» PROVIDED MATERIAL
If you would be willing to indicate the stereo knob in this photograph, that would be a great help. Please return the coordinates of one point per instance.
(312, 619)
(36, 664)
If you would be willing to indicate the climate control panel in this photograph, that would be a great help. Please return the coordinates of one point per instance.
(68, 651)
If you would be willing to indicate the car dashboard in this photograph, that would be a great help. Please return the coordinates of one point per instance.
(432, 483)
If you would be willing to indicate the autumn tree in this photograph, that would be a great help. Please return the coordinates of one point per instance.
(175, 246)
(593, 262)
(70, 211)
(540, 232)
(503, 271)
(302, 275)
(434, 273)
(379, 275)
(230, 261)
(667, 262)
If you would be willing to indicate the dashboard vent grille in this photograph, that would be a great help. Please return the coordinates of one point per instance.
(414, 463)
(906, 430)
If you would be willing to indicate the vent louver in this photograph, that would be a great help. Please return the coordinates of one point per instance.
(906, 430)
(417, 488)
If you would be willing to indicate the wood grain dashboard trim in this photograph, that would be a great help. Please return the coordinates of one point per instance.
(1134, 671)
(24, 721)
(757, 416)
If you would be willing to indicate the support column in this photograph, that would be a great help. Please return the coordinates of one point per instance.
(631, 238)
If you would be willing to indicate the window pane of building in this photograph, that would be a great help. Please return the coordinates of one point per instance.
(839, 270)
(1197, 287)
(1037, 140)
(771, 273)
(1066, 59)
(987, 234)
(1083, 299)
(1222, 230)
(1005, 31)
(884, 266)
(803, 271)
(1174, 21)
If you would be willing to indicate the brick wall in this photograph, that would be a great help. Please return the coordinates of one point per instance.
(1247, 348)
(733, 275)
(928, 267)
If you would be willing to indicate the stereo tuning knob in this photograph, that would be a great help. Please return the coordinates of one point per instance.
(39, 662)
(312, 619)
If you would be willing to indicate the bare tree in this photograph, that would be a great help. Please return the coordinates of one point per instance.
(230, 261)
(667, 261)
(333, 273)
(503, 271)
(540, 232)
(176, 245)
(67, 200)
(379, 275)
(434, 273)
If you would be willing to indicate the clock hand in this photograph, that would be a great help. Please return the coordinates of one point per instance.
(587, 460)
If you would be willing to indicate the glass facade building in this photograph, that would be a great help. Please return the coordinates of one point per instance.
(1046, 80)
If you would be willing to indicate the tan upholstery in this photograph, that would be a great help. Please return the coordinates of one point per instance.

» GIVEN REQUEST
Print the lines of the records unchanged, from the line containing "If you would be willing to indicate the bare" up to and including the final line of the records.

» REPLY TO THE EXERCISE
If you would be willing to indicate the bare tree in this photograph, that would be a great help. Please return the coordinates of one point per instance.
(230, 261)
(667, 261)
(333, 273)
(503, 271)
(540, 232)
(176, 245)
(67, 200)
(379, 275)
(434, 273)
If you would be willing to indicate the clock hand in this photograph, that would be a great help. Please return the coordinates of one point per instance.
(587, 460)
If you would be willing to indicate the glass facade building in this photograph, that would be a great help. Please return the coordinates of one point per instance.
(1046, 80)
If you would be willing to indicate the tan upholstery in this photograph, that would be a great help. Please return the coordinates of one point per instance.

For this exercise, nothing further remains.